(Material provided begins)

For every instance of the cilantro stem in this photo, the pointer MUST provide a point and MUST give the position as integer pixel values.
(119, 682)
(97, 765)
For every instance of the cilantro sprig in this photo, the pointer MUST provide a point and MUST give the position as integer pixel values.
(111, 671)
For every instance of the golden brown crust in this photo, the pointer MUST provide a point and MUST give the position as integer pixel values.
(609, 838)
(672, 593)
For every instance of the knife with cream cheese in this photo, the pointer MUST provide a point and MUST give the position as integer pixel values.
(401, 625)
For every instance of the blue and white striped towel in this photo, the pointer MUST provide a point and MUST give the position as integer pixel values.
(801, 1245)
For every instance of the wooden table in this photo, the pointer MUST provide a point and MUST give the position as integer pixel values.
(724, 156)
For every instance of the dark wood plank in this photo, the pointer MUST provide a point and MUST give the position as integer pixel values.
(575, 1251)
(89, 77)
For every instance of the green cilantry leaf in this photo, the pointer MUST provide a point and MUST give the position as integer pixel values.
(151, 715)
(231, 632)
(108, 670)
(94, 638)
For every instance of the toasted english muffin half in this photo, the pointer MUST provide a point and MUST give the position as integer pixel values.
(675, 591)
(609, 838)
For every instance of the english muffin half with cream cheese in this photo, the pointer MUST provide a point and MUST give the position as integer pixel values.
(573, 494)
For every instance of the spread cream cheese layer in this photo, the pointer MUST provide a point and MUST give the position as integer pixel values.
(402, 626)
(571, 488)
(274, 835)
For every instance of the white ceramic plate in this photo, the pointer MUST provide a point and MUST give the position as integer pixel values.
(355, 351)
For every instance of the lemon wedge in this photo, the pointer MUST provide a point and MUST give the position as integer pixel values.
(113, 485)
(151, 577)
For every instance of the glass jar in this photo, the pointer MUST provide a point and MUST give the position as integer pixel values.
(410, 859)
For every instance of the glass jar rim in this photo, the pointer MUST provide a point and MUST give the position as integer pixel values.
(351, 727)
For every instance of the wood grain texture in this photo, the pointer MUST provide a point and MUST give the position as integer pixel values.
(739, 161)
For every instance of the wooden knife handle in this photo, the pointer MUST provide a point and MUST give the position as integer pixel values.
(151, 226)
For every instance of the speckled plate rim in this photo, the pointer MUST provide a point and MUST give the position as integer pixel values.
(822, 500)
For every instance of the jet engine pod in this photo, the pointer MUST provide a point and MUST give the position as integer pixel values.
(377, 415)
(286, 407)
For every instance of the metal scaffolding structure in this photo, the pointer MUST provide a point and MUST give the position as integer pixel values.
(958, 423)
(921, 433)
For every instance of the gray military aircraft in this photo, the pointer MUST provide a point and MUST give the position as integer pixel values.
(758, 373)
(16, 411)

(Material provided ends)

Instructions for the task -> Beginning with the line that contains "For every instance of the metal", write out every line through the end of the entries above, exactly.

Finished task ->
For every instance of the metal scaffolding structure in this photo, the pointer MUST provide a point and MUST give the position as integer pixel values.
(958, 423)
(921, 433)
For every instance of the gray military aircraft in this photo, the pointer MUST provide a point and MUST give the position as integer pixel values.
(758, 373)
(16, 411)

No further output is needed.